# WORK TO BE COMPLETED
What lines in the material hold the string "this"? Return every one of them.

# INFORMATION PROVIDED
────────────────────
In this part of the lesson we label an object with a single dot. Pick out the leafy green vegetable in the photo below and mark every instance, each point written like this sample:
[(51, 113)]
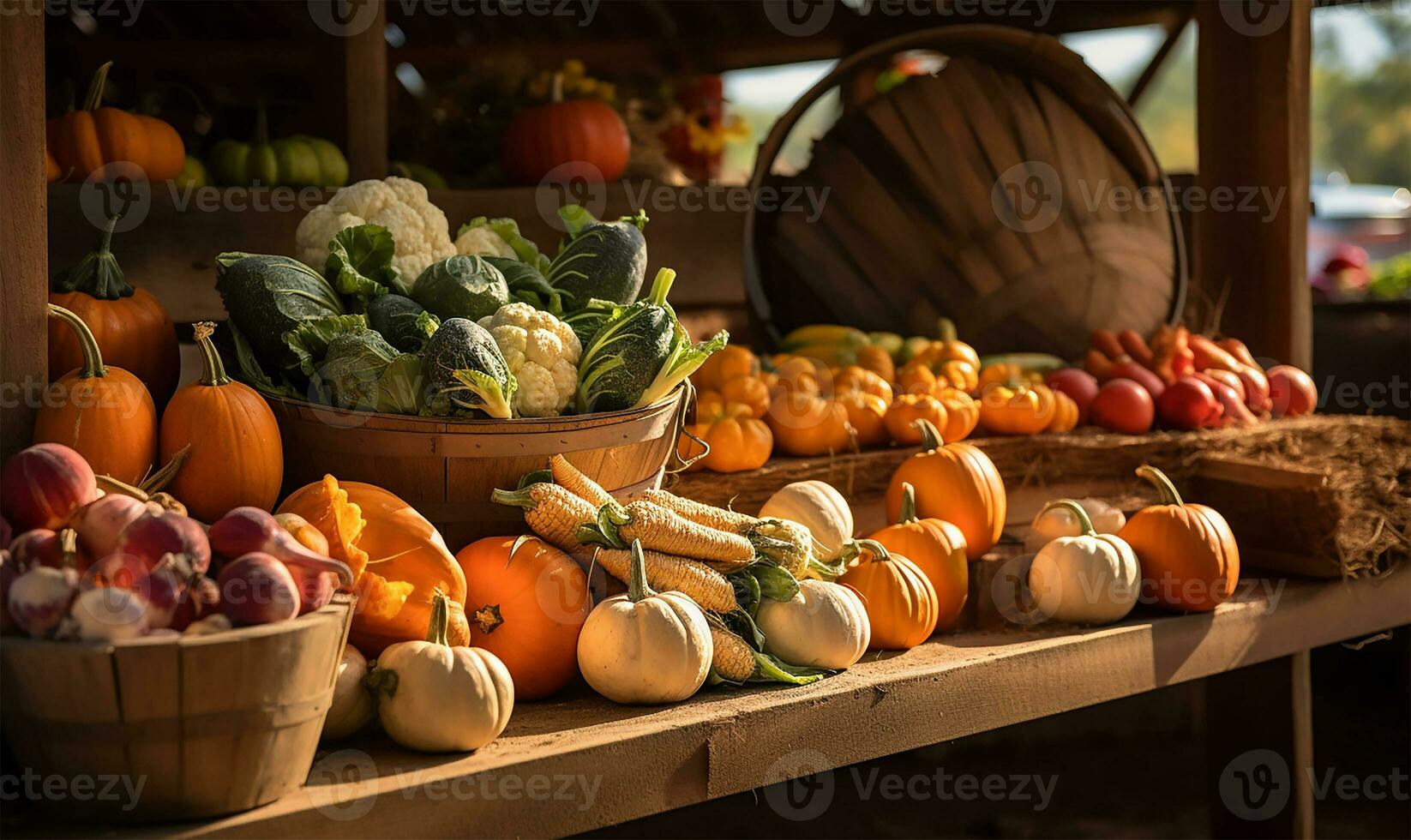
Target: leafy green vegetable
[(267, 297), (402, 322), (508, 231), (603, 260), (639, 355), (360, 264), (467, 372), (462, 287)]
────────────────────
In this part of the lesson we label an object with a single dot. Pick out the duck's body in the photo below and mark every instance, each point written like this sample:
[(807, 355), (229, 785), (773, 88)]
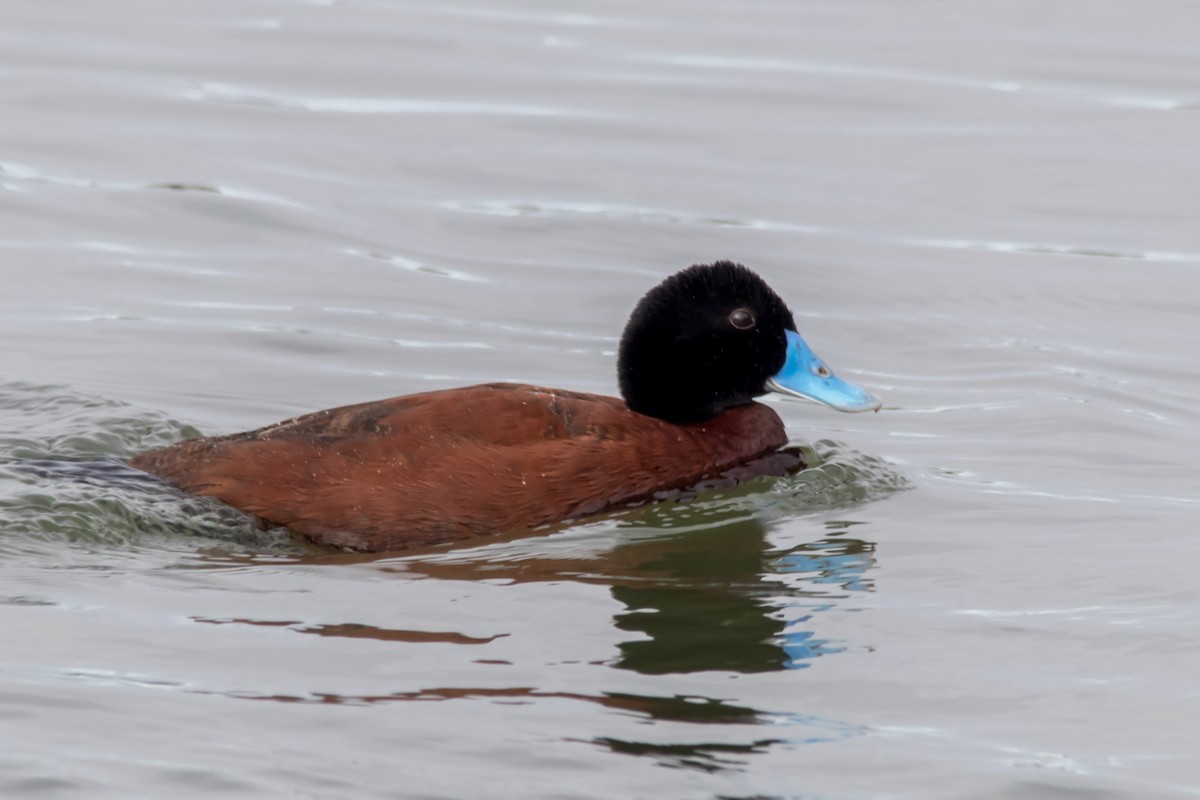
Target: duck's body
────────────────────
# TASK OUTPUT
In this part of the lesson we label an object with a single dot. Pick out the leafy green vegetable in the photo below and mark every instance, each point written like this sample:
In this part of the lesson we label an object with a single dot. Pick out the duck's body in the photo below and mark every instance, each point written like this sample:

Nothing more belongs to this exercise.